*ESTRATTO FORNITO*

==*==

Oggi è la festa dell'Europa, ma ci manca la gioia

Oggi è la festa dell’Europa, dell’Europa unita. Oggi è infatti la giornata in cui si ricorda la dichiarazione del 1950 di Robert Schuman considerata l’atto di nascita dell’attuale Unione Europea. Ma oggi l’Unione Europea è detestata da molti cittadini del vecchio continente che ne disprezzano, in diversa misura, l’incapacità politica, le misure economiche, il dominio tedesco, e la percepiscono come un mostro burocratico e finanziario. Come dargli torto? Il rischio però è quello di buttar via il bambino con l’acqua sporca.

Dopo il crollo del blocco sovietico, le democrazie liberali hanno rinunciato ad ogni aspirazione, cadendo preda del populismo. Oggi il modello democratico vive una sensibile crisi e il vecchio continente è attraversato da tensioni reazionarie a vocazione nazionalistica o clericale: strumenti nelle mani di oligarchie politiche ed economiche che, agli interessi collettivi, antepongono quello che Guicciardini chiamava il particulare. Soprattutto nell’Europa orientale queste tensioni e contraddizioni emergono con più evidenza, ma è l’Europa intera a vivere un condiviso stato di crisi.

Alla scomparsa dell’Est è immediatamente seguita quella dell’Ovest, appagato dalla sensazione di essere vincitore, consolato dall’idea della finis historiae. Ma la storia non è finita e, negli ultimi vent’anni, il cosiddetto “occidente” non sembra migliorato. La grande occasione è l’Europa unita: uscire dalle secche dell’atlantismo in declino attraverso un nuovo progetto politico. Oggi l’Europa è unita, simbolicamente, solo dalla moneta cui sottende -certo- un’unione finanziaria ed economica che concerne anche quei Paesi che non hanno ancora adottato l’euro. Le istituzioni comunitarie soffrono esse stesse di un deficit democratico: la scarsa rappresentatività si associa a una ridotta capacità politica. Solo un nuovosuffragio e nuove regole di rappresentatività potranno risolvere l’impasse europea. Solo una Europa realmente unita e coesa potrà rispondere con parità alle sfide lanciate dalle altre grandi realtà mondiali.

E’ dunque necessario non avere paura di esprimere idee europee, manifestando pubblicamente quei valori di libertà e solidarietà che sono alla base della nostra civiltà.

Ma cos’è questa Europa? “Con l’Europa succede un po’ quel che succedeva a sant’Agostino con il tempo – scrive Claudio Magris – se non gli si chiedeva cos’era, credeva di saperlo, ma quando glielo chiedevano gli sembrava di non saperlo più. Il forte ma vago senso di appartenenza all’Europa non si lascia definire”.

==*==

*Dati raccolti*
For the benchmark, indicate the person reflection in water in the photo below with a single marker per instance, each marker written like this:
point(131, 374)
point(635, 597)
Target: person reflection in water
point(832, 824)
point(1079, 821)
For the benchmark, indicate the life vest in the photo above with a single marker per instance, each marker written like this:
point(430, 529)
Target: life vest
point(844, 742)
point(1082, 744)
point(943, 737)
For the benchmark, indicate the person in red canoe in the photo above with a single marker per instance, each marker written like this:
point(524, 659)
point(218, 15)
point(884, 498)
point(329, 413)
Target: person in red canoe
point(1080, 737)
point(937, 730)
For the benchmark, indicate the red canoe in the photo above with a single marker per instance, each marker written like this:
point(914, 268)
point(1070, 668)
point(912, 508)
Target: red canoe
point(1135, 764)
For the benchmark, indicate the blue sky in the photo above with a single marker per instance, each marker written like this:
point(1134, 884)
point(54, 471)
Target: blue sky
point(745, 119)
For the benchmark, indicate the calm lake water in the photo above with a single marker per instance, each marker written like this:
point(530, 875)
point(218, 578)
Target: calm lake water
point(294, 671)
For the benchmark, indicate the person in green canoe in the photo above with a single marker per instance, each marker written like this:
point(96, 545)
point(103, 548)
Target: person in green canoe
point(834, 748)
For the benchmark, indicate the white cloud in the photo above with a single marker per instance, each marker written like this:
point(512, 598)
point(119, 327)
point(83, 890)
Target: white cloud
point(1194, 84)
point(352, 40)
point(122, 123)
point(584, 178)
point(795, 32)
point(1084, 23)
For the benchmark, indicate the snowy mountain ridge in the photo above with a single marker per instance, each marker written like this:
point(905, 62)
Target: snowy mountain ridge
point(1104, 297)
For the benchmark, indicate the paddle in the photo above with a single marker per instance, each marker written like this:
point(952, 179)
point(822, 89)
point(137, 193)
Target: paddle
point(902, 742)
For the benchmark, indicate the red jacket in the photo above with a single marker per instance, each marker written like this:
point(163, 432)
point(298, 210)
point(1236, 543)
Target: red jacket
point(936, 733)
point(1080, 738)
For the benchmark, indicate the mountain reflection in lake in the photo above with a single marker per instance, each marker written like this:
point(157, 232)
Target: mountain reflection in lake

==*==

*ELENCO DEI COMPITI*
- 1) Ricopia identiche le righe dei dati raccolti, dalla prima fino a quella che contiene "point(1079, 821)", entrambe incluse.
- 2) Porta avanti l'articolo sulla festa dell'Europa dal punto in cui si ferma.
L'articolo e le righe non hanno alcun legame tra loro.

*RISPOSTE PER COMPITO*
- 1)
For the benchmark, indicate the person reflection in water in the photo below with a single marker per instance, each marker written like this:
point(131, 374)
point(635, 597)
Target: person reflection in water
point(832, 824)
point(1079, 821)

- 2)
L’indefinitezza dell’Europa è ciò che in molti muove alla critica, anche aspra, sulla necessità del continente ad esistere come Unione. Eppure, anche nelle parole dei detrattori, sembra avvertirsi l’ansia di un cambiamento, di una Europa diversa, consapevoli che un ritorno alla frammentazione renderebbe tutti più deboli e poveri. Oggi, sia nel dibattito politico che nella riflessione scientifica, quando si parla di Europa ci si riferisce in genere all’Unione Europea tanto che i due termini vengono spesso utilizzati come sinonimi. Buona parte dei Paesi europei è parte dell’Unione mentre gli altri vi gravitano attorno, attraverso negoziati di adesione o accordi politico-economici. Questa Unione Europea è però divisa al suo interno anche se, nel suo insieme, l’Europa non è più riducibile alla semplice somma dei suoi Paesi.

Le difficoltà del momento attuale non si possono nascondere, ciò non significa però che si debba abbandonare il progetto. Meglio sarebbe mutarne la rotta, farlo nuovo. A che servirebbe cancellare con un colpo di spugna cinquant’anni di fatiche, l’epopea di un continente che sulle macerie di due guerre mondiali comprende la necessità di unirsi. Alla crisi politica ed economica, che vede fermo al palo anche il processo di integrazione, si può sostituire un rinnovato vigore che si fondi, anzitutto, sulla coscienza di essere europei.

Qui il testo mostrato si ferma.